## Task details
The data below holds a line containing "sky as (x, y), one per line" and a line containing "grass as (x, y), one per line"; please quote exactly those two lines and every line between them, and nothing else.

## Records shown
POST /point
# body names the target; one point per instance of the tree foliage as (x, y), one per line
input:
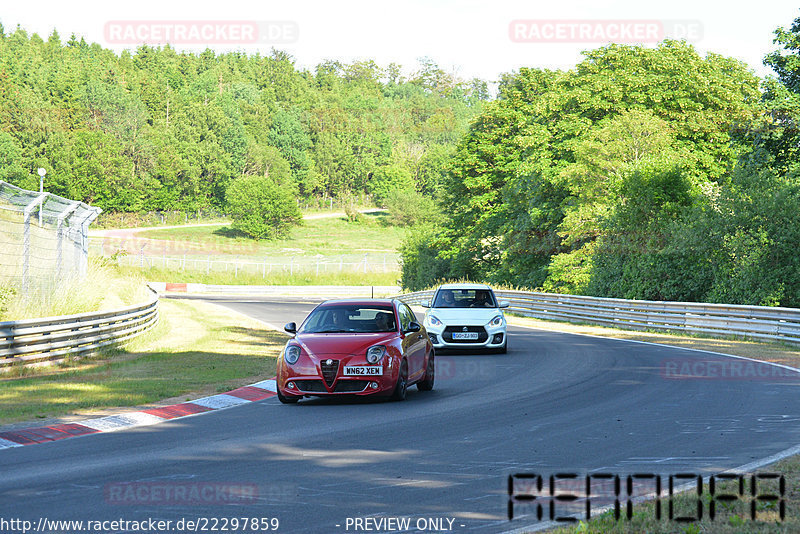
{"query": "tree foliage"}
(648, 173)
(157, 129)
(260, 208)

---

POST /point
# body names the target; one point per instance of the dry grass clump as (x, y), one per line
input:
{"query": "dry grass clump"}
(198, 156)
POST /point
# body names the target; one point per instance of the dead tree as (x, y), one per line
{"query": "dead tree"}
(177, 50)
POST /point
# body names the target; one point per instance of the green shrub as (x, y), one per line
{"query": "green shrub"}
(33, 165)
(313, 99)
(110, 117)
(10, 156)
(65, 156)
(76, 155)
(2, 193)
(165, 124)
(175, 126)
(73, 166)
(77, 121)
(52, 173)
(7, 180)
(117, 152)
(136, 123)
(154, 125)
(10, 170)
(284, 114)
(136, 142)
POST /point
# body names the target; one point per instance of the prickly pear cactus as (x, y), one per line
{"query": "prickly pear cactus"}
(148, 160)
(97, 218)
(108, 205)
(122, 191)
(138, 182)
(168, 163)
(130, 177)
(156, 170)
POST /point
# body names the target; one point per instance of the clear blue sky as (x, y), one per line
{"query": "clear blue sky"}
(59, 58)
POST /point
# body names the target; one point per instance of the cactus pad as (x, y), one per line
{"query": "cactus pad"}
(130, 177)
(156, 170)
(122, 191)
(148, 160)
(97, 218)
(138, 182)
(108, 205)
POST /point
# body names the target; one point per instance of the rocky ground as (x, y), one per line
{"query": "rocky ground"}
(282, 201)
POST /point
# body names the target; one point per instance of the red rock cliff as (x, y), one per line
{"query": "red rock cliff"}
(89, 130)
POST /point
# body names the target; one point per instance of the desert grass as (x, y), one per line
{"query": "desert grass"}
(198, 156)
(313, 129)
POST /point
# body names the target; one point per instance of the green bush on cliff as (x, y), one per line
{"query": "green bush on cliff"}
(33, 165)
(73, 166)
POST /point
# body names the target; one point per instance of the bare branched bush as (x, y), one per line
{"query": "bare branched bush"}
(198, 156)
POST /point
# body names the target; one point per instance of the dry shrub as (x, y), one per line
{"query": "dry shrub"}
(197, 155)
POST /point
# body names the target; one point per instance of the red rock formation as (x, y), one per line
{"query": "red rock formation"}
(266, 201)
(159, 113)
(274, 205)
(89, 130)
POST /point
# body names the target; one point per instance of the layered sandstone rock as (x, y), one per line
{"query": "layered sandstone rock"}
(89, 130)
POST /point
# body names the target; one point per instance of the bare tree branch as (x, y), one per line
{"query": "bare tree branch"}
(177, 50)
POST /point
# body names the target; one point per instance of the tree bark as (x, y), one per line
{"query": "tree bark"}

## Output of the task
# body names the target; one point per instance of the clear blue sky as (x, y), one per line
{"query": "clear blue sky"}
(59, 58)
POST /point
# body names the target; one point per instance of the cactus pad as (x, y), one per line
{"query": "cactus pad"}
(130, 177)
(156, 170)
(122, 191)
(148, 160)
(97, 218)
(138, 182)
(108, 205)
POST /point
# body names the target; one point per instance of the rocky ground as (x, y), one per line
{"query": "rocky ground"}
(282, 201)
POST /point
# body names the target; one point per instance of the red rock cliff as (x, y), one per line
{"query": "red rock cliff"}
(89, 130)
POST /point
# body names the target; one point per instance of the desert grass as (x, y), one per line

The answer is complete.